═══ Source document ═══
# Teasing and NF's



## quadrivium (Nov 6, 2011)

I have learned the powerful art of teasing from my ENFJ mother. ( won't vote as I am not NF)


----------



## skylit (Feb 17, 2012)

I was raised in a family that teased each other but not always in a nice way. I like teasing and being teased when it's fun or flirty.


----------



## Bumblyjack (Nov 18, 2011)

Bumblyjack said:


> That's one way that I tease people. The other is to jokingly misconstrue what they said in a conversation. What I mean is that I pay attention to what they say specifically and then tease them by playfully twisting their words to mean something else. I love saying witty one-liners like that. It wasn't a personal attack on them at all and they don't seem to take it that way. Some people think it's funny, others either find it annoying or confusing. I'm trying to think of an example but I'm drawing a blank.


I just did an example of this kind of teasing on a phone call. My friend was talking about a situation with one of his coworkers and he asked me, "So, what's your analysis?"
My response was, "Urinalysis? I don't know how to give you that over the phone. I know I pee in a cup, then what?"
═══ Entries ═══
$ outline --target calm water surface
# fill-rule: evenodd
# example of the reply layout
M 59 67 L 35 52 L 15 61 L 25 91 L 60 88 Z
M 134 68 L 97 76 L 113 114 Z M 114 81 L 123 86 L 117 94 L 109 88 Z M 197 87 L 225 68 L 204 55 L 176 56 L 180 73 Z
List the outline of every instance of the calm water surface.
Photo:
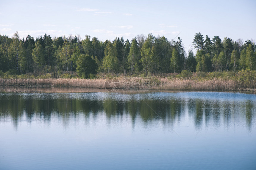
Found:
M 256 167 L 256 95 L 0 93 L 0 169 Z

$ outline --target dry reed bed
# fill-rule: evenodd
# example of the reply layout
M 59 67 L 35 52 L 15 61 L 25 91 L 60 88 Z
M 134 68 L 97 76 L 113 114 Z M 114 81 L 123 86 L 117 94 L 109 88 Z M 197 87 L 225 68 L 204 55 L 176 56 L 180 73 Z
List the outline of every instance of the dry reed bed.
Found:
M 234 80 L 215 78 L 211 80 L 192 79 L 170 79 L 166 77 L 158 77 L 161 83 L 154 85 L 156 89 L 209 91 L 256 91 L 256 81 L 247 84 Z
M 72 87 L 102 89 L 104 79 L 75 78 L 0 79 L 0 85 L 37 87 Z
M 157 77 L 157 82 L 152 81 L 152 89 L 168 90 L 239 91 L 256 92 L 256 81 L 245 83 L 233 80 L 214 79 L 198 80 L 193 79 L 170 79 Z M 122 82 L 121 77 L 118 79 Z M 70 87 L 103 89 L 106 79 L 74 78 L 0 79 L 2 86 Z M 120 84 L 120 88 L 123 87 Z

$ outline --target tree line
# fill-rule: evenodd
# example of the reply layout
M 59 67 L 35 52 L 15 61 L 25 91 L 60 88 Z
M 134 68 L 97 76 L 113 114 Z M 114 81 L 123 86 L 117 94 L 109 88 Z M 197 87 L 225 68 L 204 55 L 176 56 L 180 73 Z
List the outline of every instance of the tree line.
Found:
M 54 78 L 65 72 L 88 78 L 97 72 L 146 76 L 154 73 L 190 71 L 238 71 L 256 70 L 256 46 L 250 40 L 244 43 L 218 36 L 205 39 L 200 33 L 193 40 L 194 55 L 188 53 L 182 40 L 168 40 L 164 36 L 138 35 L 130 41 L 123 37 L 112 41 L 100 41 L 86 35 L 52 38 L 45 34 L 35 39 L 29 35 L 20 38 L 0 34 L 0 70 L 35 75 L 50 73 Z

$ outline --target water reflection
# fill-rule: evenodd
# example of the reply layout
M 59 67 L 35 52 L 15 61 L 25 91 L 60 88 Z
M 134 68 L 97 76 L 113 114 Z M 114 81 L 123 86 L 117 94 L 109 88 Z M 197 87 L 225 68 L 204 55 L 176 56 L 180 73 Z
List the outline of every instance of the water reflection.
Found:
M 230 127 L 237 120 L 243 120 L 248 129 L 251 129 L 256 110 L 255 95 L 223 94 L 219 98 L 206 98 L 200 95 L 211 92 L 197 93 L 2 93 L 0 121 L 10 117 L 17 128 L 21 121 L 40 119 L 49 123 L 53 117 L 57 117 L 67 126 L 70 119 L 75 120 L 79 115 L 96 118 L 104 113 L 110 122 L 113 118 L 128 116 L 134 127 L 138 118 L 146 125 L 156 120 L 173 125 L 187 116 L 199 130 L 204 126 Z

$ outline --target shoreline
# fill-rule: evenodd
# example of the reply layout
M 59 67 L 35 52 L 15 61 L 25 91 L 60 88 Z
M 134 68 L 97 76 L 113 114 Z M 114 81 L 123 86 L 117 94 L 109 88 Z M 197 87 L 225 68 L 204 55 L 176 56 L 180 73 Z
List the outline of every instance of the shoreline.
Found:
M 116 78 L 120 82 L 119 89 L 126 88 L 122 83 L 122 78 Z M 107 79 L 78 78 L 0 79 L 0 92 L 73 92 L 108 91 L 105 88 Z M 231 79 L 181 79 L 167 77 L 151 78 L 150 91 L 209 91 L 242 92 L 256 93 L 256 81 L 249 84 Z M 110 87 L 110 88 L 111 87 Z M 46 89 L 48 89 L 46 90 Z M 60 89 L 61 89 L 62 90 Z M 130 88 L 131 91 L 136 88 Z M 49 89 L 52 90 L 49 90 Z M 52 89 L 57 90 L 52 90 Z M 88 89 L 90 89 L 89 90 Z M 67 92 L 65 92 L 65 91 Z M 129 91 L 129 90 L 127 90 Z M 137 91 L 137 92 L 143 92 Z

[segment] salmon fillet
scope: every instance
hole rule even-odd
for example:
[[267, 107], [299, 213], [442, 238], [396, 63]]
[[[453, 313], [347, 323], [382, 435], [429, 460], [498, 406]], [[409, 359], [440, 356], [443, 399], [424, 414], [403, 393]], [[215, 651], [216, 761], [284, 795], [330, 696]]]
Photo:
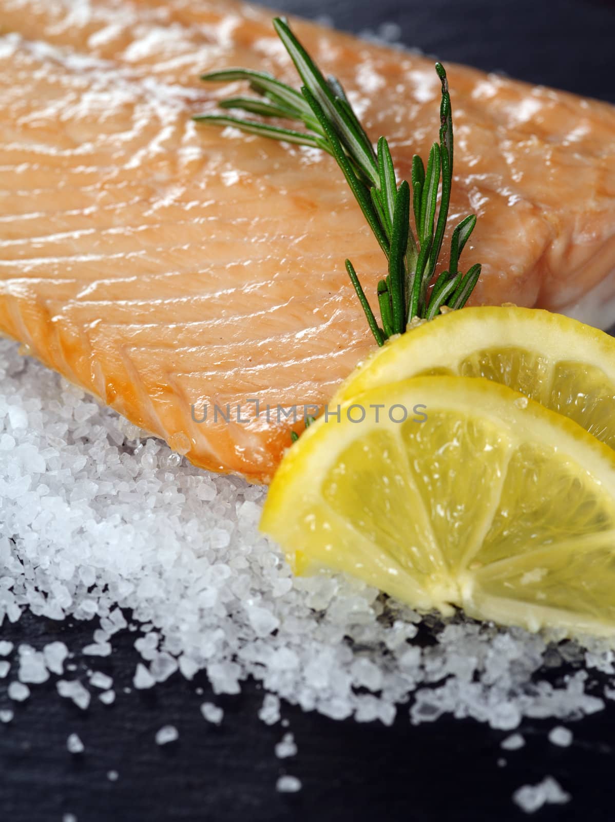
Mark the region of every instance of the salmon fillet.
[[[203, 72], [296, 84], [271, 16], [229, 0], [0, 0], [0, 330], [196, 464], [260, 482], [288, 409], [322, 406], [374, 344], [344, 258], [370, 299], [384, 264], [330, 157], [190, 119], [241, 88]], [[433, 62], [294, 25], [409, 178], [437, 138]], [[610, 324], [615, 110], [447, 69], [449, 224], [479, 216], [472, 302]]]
═══
Tasks to perform:
1. Please write out the part of the thread on teasing that begins at the words "## quadrivium (Nov" and stops after "(Feb 17, 2012)".
2. Answer these from the thread on teasing:
(a) What personality type does quadrivium give for their mother?
(b) When does skylit say they like teasing and being teased?
(c) What did Bumblyjack's friend ask during the phone call?
The records are separate from the thread on teasing.

Answers for this exercise:
1.
## quadrivium (Nov 6, 2011)

I have learned the powerful art of teasing from my ENFJ mother. ( won't vote as I am not NF)


----------



## skylit (Feb 17, 2012)

2.
(a) ENFJ.
(b) When it's fun or flirty.
(c) "So, what's your analysis?"